> Exercise
Rewrite the rows below, from the line with "Expected behaviour: a marker sits on the small" up to and including the final line, as a JSON list of strings with one string per line and no blank lines. Leave the pictures out.

> Exercise data
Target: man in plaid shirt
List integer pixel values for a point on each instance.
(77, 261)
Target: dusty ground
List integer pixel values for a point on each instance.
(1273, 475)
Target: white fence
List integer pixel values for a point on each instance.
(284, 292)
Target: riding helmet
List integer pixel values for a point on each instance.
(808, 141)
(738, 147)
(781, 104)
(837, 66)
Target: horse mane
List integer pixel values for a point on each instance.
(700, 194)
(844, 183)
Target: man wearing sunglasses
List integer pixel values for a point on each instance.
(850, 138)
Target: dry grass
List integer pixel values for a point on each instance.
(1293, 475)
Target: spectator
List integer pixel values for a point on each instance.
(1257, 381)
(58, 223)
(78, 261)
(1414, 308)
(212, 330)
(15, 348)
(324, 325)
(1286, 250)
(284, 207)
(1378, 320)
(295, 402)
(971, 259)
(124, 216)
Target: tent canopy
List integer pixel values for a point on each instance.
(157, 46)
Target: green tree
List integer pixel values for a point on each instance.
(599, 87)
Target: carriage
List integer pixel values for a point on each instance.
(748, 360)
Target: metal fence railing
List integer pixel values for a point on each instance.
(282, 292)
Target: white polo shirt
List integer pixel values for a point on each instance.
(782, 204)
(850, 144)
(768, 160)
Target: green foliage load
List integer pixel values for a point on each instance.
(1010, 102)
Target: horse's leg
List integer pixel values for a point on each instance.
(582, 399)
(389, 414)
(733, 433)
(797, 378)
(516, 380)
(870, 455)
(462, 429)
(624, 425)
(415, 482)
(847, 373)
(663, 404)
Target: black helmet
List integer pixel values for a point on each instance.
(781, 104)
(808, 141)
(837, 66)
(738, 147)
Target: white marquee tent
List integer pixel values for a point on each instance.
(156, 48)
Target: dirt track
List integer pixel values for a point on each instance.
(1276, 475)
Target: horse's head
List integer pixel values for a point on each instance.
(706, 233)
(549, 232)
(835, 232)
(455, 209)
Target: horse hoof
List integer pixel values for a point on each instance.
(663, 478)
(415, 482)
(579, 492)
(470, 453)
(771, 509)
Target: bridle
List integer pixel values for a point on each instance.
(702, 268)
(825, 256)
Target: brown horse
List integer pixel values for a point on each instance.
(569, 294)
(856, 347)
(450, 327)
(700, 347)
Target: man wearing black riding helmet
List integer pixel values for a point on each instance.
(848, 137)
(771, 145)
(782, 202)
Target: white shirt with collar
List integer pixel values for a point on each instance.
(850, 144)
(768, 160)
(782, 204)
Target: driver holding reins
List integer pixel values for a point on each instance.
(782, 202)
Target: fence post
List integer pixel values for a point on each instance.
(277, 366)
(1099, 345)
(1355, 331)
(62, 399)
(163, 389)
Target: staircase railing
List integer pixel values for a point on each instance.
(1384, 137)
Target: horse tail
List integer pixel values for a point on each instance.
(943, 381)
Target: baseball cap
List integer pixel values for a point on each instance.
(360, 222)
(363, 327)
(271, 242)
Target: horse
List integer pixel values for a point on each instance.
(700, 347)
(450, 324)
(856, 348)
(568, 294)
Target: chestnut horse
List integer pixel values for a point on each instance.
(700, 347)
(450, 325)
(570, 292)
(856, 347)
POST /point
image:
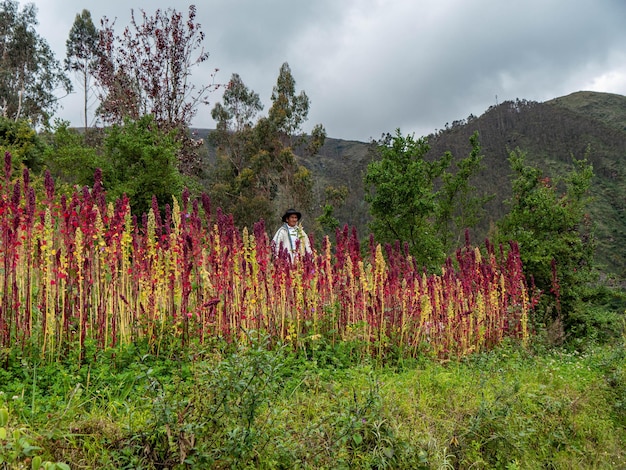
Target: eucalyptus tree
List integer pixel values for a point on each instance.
(30, 76)
(258, 171)
(82, 55)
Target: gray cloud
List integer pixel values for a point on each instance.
(370, 66)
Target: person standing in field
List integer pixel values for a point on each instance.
(291, 236)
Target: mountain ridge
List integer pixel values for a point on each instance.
(583, 124)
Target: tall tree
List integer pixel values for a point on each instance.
(82, 54)
(258, 173)
(419, 201)
(30, 76)
(147, 70)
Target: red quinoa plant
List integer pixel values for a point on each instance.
(76, 269)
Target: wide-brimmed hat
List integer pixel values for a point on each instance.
(291, 212)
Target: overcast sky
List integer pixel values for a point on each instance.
(371, 66)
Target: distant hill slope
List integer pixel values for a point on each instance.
(582, 124)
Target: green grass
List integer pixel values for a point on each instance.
(221, 407)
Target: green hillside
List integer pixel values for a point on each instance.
(581, 124)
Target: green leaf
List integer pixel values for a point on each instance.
(36, 463)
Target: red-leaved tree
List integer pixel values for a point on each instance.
(147, 70)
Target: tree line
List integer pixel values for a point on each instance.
(139, 142)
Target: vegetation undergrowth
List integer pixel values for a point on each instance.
(227, 406)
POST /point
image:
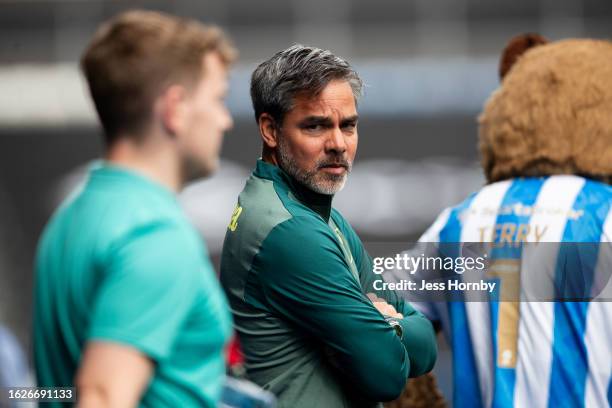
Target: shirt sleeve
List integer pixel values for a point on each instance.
(147, 290)
(305, 280)
(418, 333)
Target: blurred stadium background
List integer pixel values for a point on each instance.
(428, 66)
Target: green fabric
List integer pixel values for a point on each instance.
(119, 262)
(308, 331)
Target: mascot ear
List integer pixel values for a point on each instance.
(516, 47)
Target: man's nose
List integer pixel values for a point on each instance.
(227, 122)
(335, 141)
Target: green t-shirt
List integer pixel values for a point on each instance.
(120, 262)
(296, 275)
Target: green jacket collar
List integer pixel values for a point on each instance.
(319, 203)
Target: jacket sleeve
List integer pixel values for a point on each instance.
(419, 334)
(305, 280)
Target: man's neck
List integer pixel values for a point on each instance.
(154, 162)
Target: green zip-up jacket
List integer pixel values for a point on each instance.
(296, 275)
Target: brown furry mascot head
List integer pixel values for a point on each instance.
(552, 113)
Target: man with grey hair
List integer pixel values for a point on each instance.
(300, 283)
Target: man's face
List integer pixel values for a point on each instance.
(318, 138)
(206, 119)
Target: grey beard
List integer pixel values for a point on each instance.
(330, 185)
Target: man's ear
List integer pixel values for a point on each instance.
(268, 130)
(516, 47)
(172, 110)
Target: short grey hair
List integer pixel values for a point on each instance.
(276, 81)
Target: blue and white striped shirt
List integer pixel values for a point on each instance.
(530, 354)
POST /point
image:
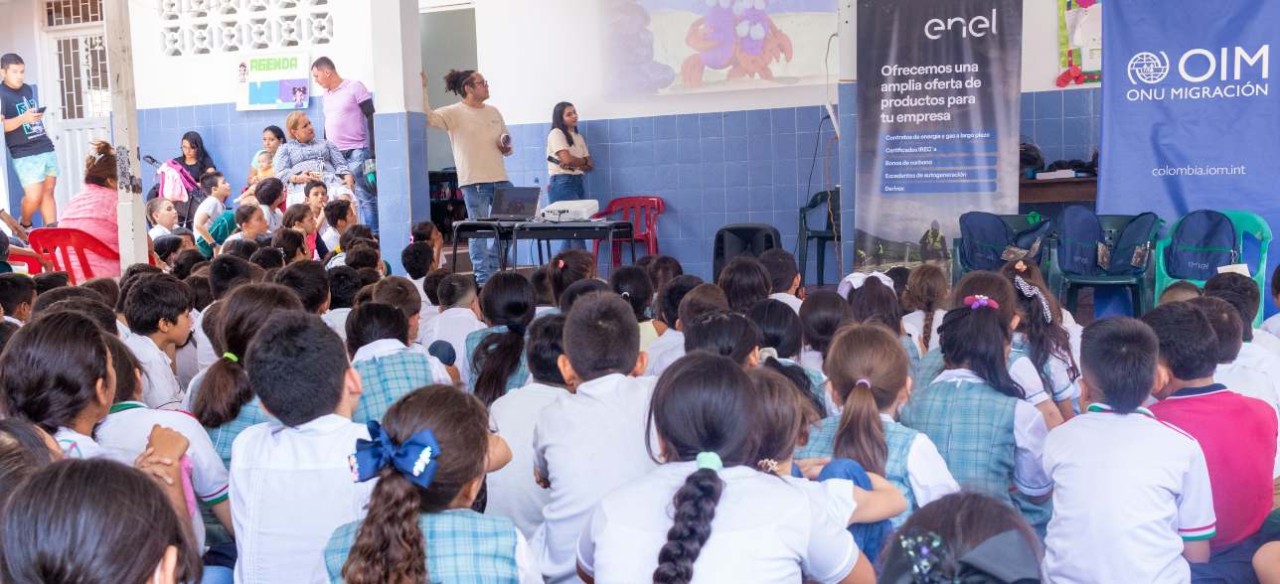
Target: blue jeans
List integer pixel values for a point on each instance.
(871, 537)
(566, 187)
(368, 201)
(484, 255)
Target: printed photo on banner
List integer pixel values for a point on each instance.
(681, 46)
(274, 81)
(938, 96)
(1079, 41)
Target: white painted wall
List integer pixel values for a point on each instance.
(164, 81)
(448, 42)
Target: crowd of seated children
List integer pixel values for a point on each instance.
(757, 439)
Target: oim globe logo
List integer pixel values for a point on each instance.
(1148, 68)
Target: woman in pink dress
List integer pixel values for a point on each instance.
(92, 210)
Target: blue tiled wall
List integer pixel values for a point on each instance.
(1065, 124)
(231, 136)
(712, 169)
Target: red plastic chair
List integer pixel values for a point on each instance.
(643, 213)
(58, 243)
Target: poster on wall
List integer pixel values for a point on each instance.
(685, 46)
(1189, 119)
(273, 81)
(938, 94)
(1079, 41)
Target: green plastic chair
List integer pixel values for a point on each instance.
(1249, 228)
(804, 235)
(1069, 284)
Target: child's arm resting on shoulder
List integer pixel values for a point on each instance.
(881, 502)
(499, 454)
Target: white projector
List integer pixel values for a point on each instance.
(563, 211)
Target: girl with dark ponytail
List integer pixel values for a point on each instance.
(1041, 337)
(987, 430)
(429, 457)
(498, 352)
(702, 410)
(868, 373)
(224, 402)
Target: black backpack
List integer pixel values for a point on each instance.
(1202, 241)
(984, 240)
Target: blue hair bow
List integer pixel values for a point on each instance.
(415, 457)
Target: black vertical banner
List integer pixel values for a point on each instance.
(938, 96)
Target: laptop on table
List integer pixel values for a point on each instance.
(513, 204)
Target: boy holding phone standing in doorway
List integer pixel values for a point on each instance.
(28, 144)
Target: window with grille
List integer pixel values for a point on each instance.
(62, 13)
(201, 27)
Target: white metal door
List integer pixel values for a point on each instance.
(74, 87)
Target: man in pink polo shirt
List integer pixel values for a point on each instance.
(348, 124)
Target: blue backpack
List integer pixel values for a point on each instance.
(1202, 241)
(984, 240)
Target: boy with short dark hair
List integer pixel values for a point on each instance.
(1132, 496)
(343, 286)
(311, 283)
(17, 297)
(671, 340)
(700, 301)
(158, 309)
(593, 441)
(291, 482)
(460, 316)
(785, 277)
(214, 205)
(1217, 418)
(339, 215)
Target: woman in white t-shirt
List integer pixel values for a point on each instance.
(567, 160)
(732, 523)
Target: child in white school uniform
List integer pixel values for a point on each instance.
(700, 301)
(821, 315)
(869, 379)
(55, 373)
(1041, 337)
(594, 441)
(784, 277)
(511, 492)
(977, 415)
(291, 480)
(432, 451)
(851, 496)
(672, 338)
(708, 512)
(158, 309)
(128, 427)
(926, 296)
(1132, 498)
(460, 316)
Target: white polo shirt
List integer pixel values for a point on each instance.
(664, 351)
(1129, 491)
(512, 492)
(160, 388)
(337, 320)
(291, 488)
(588, 445)
(764, 530)
(453, 325)
(790, 300)
(128, 428)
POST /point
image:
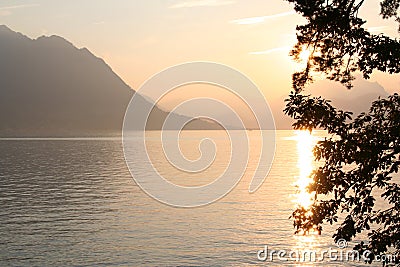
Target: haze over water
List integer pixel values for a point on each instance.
(72, 202)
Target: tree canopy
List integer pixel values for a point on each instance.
(361, 155)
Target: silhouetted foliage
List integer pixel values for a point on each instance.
(338, 43)
(361, 156)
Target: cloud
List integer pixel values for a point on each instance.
(202, 3)
(257, 20)
(270, 51)
(6, 10)
(17, 6)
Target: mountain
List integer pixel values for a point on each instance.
(48, 87)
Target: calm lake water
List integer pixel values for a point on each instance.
(73, 203)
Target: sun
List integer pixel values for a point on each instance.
(304, 55)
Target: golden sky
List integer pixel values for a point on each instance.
(140, 38)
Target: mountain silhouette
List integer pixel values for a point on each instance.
(48, 87)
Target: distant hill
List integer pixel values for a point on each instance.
(48, 87)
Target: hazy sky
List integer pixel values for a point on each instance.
(140, 38)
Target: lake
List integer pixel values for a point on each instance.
(73, 202)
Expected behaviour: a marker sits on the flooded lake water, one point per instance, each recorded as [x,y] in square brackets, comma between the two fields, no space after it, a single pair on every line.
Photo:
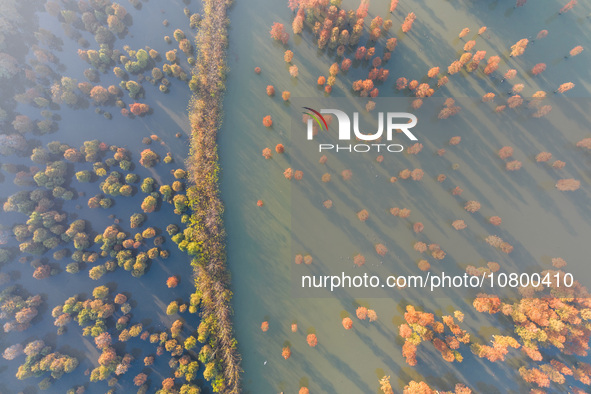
[538,220]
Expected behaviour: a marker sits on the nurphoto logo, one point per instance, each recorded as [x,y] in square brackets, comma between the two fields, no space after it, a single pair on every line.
[393,123]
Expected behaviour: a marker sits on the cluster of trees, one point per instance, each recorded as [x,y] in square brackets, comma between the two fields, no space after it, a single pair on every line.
[206,223]
[91,314]
[549,321]
[18,310]
[40,360]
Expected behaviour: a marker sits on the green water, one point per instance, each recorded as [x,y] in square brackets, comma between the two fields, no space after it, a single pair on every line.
[538,220]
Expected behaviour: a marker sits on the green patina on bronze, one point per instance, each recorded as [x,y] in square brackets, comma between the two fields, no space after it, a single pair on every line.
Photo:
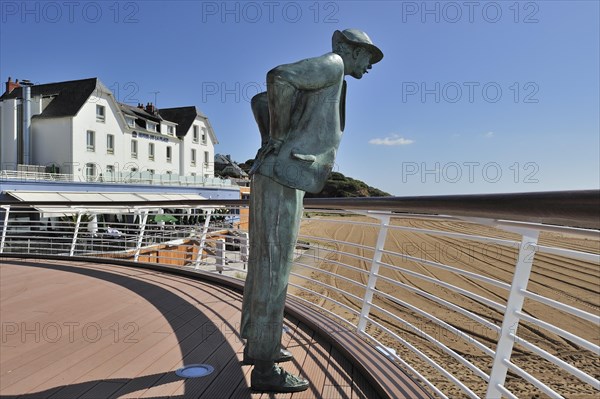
[301,119]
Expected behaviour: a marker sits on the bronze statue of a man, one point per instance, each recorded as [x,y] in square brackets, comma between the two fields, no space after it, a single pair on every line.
[301,119]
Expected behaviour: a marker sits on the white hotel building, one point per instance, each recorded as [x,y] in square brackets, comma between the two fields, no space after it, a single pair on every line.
[78,128]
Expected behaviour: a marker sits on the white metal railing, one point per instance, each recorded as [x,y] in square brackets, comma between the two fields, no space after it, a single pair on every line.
[457,303]
[117,177]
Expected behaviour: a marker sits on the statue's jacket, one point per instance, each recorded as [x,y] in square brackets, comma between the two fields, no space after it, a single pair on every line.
[306,156]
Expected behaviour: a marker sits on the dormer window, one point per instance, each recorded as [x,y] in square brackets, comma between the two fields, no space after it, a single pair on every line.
[151,126]
[130,121]
[100,113]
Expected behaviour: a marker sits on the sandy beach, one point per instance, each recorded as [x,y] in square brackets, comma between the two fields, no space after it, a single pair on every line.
[572,282]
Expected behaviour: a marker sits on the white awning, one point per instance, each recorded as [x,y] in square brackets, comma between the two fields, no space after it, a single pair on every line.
[79,199]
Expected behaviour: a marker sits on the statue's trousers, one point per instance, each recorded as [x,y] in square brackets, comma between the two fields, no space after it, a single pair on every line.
[275,212]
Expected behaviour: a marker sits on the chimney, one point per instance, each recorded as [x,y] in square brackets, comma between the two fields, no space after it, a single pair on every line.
[150,108]
[10,85]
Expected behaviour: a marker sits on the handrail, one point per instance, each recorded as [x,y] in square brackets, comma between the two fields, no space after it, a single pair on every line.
[567,208]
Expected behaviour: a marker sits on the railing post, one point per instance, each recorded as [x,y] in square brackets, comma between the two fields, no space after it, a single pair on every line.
[74,241]
[220,255]
[514,305]
[244,248]
[4,227]
[373,273]
[143,218]
[203,239]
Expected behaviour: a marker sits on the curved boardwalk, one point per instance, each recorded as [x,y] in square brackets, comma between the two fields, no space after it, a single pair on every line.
[91,330]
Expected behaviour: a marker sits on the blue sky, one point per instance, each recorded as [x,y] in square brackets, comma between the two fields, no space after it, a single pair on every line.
[471,97]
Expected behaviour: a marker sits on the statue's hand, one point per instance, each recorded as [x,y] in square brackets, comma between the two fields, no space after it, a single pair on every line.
[272,146]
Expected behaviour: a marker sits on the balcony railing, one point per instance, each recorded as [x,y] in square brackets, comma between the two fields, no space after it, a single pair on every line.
[117,177]
[475,296]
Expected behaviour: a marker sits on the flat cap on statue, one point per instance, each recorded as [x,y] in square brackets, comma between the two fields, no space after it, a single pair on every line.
[359,38]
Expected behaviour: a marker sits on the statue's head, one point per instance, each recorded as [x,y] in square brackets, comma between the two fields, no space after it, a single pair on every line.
[357,50]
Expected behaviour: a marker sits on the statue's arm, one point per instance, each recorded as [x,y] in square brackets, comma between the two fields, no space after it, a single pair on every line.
[285,81]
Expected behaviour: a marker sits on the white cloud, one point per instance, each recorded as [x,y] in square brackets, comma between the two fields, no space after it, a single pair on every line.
[394,139]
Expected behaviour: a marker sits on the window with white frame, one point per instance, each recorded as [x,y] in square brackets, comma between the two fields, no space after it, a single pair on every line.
[195,137]
[110,144]
[90,171]
[133,148]
[90,140]
[100,113]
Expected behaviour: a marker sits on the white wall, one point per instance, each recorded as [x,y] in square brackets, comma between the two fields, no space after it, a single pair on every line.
[8,134]
[51,143]
[200,169]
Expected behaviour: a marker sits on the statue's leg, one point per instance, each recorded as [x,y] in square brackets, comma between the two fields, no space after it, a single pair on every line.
[275,212]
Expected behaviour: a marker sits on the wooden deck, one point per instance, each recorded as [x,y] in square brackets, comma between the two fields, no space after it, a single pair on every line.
[92,330]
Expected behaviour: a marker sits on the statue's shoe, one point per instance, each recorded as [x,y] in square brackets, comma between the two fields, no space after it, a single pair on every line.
[277,380]
[284,356]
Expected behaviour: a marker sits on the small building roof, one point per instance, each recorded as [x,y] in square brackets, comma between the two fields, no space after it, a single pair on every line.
[69,96]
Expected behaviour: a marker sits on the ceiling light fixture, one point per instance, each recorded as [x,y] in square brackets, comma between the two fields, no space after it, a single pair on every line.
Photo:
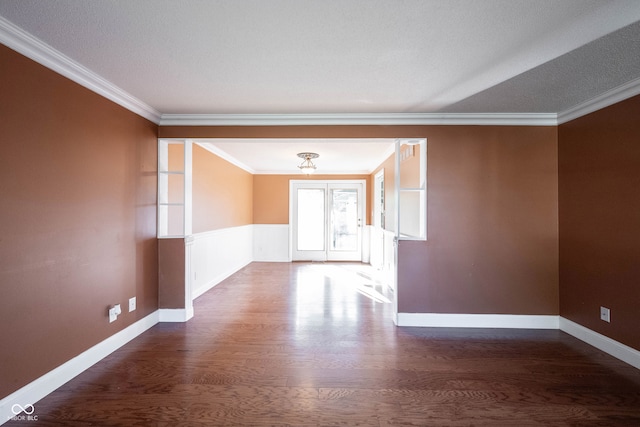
[307,165]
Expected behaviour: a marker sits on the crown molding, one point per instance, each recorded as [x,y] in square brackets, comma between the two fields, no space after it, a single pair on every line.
[606,99]
[223,155]
[505,119]
[24,43]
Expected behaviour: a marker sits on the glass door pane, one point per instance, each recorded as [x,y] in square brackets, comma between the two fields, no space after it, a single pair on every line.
[344,220]
[310,219]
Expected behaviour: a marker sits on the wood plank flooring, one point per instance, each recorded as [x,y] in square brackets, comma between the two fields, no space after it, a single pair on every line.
[313,344]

> Result
[
  "Expected behaviour: a marker sits on the small building roof, one point per instance, each recorded as [x,y] in square brackets, comma between the two fields, no space after it, a single pair on every line.",
  "[69,96]",
  "Expected behaviour: a marker sits on the ceiling light fixture, one point per instance, each recorded as [x,y] in square brackets, comma between the two fields, no space after it, a single pair on every line.",
  "Photo:",
  "[307,165]",
  "Expected behaviour: a marker sits on the crown molding, one point per instance, each recorded as [x,y] in square brackets, comma between the two fields, no space after it, a single pair on every line.",
  "[606,99]",
  "[223,155]",
  "[505,119]",
  "[24,43]",
  "Expected behaviour: a marker sits on the glass door pane, one point per instance, each recorded as [x,y] in square brackets, comma between the two fields, no space after it, a single pair on every line.",
  "[344,220]",
  "[310,219]",
  "Expected behaviour: a marker sits on the wood plank flooring, one point per instance, each recorded as [x,y] in square brackets, comma between the two fields, no space after it, a single pair on every line.",
  "[313,344]"
]